• **REQUEST**
Write the lines as a JSON list of strings, one string per line with blank lines omitted. Start at the line that has "point: green grass" and stop after the line that has "Target: green grass".

• **RECORDS FOR THIS TASK**
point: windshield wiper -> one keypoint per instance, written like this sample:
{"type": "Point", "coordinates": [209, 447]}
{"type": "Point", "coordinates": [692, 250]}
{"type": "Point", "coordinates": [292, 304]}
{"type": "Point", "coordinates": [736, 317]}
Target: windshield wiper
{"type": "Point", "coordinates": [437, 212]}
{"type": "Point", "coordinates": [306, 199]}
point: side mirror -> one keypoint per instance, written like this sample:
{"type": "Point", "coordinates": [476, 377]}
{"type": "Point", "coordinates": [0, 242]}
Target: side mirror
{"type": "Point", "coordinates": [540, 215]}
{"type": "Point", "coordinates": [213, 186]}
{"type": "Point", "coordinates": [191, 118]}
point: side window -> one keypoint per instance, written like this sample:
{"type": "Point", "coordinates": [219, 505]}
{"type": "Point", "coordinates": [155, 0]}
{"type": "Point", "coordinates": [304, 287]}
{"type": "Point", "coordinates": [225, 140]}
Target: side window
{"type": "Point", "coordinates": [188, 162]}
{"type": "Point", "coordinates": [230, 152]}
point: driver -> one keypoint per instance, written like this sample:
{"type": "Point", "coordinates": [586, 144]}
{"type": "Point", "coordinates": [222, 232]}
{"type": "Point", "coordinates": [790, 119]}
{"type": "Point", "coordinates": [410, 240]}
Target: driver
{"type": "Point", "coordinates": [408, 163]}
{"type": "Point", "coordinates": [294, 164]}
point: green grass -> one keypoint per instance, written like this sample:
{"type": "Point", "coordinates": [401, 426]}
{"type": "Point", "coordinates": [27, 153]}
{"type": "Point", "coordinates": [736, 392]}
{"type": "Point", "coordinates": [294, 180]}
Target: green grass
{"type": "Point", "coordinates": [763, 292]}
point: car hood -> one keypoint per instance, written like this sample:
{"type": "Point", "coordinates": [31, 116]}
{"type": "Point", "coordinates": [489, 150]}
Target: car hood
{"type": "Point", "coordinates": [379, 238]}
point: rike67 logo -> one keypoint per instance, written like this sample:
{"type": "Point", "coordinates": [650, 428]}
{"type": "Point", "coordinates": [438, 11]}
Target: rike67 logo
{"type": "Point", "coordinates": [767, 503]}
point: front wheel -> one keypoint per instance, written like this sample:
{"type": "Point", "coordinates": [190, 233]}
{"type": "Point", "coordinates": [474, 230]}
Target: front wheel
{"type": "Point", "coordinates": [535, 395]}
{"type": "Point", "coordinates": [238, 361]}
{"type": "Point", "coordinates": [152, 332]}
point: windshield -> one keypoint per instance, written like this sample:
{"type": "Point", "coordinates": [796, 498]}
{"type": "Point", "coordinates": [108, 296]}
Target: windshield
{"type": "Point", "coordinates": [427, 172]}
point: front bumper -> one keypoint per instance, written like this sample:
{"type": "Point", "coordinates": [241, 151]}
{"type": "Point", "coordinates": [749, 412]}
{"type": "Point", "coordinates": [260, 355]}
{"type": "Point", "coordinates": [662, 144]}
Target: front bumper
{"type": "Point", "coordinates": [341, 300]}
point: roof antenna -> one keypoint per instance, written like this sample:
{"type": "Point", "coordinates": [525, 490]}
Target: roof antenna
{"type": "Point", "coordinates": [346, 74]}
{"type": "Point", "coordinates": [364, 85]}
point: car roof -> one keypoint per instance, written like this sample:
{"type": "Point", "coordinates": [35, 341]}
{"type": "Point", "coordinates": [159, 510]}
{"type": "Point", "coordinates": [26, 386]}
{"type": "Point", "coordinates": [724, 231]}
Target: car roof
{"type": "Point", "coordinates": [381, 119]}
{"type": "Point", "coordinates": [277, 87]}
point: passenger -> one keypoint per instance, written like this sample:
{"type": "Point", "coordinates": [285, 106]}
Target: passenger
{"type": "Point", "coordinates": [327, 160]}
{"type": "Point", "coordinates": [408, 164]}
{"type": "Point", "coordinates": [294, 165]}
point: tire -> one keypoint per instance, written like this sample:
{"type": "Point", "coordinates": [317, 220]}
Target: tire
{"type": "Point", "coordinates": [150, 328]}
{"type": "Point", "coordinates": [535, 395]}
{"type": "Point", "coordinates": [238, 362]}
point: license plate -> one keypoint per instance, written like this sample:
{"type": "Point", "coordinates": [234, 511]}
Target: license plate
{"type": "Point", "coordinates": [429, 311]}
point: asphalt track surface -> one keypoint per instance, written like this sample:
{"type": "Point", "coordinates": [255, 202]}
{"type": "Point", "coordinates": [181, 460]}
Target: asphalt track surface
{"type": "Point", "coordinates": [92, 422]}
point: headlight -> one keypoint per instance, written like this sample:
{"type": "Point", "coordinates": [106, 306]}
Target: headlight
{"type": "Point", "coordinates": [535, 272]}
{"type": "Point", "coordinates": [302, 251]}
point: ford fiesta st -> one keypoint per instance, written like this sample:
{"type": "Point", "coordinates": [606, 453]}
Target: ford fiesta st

• **OUTPUT FOR THIS TASK**
[
  "point: green grass -> one keypoint per instance, written like this sample:",
  "{\"type\": \"Point\", \"coordinates\": [401, 426]}",
  "{\"type\": \"Point\", \"coordinates\": [27, 153]}",
  "{\"type\": \"Point\", \"coordinates\": [736, 392]}",
  "{\"type\": \"Point\", \"coordinates\": [294, 180]}",
  "Target: green grass"
]